== PROVIDED MATERIAL ==
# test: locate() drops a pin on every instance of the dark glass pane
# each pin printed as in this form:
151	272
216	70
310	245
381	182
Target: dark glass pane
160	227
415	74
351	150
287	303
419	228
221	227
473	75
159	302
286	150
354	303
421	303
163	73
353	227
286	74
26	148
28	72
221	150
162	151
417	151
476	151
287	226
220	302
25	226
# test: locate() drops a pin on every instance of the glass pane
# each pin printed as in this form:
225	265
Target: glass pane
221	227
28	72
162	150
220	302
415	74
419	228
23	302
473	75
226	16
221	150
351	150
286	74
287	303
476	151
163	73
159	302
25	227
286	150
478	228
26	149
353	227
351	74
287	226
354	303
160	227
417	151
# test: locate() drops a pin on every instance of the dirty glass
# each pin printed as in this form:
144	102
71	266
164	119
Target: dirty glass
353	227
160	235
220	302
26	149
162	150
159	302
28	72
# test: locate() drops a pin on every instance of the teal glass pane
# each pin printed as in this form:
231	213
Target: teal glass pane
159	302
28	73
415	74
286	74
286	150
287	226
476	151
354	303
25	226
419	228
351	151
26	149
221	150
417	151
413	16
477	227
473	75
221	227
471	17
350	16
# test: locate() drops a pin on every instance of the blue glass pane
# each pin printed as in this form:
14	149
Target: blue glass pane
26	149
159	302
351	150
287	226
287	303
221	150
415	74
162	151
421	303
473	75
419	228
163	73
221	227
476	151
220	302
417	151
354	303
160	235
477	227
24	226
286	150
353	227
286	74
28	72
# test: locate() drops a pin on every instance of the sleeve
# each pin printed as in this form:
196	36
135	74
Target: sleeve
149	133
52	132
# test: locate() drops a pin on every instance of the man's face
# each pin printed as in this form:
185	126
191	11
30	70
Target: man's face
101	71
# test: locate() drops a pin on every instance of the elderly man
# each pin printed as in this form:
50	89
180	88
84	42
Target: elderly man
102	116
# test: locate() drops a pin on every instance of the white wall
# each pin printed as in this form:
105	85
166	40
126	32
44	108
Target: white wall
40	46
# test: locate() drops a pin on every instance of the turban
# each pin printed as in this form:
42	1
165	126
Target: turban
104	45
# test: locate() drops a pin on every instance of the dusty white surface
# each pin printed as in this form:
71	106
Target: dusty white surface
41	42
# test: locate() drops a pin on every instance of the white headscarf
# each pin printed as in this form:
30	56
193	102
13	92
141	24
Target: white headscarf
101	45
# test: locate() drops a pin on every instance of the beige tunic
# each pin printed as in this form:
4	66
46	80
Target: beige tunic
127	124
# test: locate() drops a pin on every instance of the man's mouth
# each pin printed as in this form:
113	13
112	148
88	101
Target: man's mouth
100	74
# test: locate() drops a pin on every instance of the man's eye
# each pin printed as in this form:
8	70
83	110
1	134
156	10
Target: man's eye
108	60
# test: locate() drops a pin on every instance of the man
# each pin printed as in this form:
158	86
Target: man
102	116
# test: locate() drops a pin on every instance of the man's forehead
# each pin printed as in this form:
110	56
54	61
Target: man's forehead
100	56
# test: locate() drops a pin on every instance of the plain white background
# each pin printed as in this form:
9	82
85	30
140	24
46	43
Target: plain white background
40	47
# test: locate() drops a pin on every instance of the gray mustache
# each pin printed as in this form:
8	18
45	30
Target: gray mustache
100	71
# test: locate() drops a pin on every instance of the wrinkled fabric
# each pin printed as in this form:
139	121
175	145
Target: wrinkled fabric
===
**TASK REQUIREMENTS:** Reproduce, with no changes, the stretch of rows from the line containing "the wrinkled fabric" through the last line of the rows above.

**SOLVED PROBLEM:**
# test: locate() drops a pin on every instance of the wrinkled fabric
# each pin printed as in this form:
139	121
175	145
Target: wrinkled fabric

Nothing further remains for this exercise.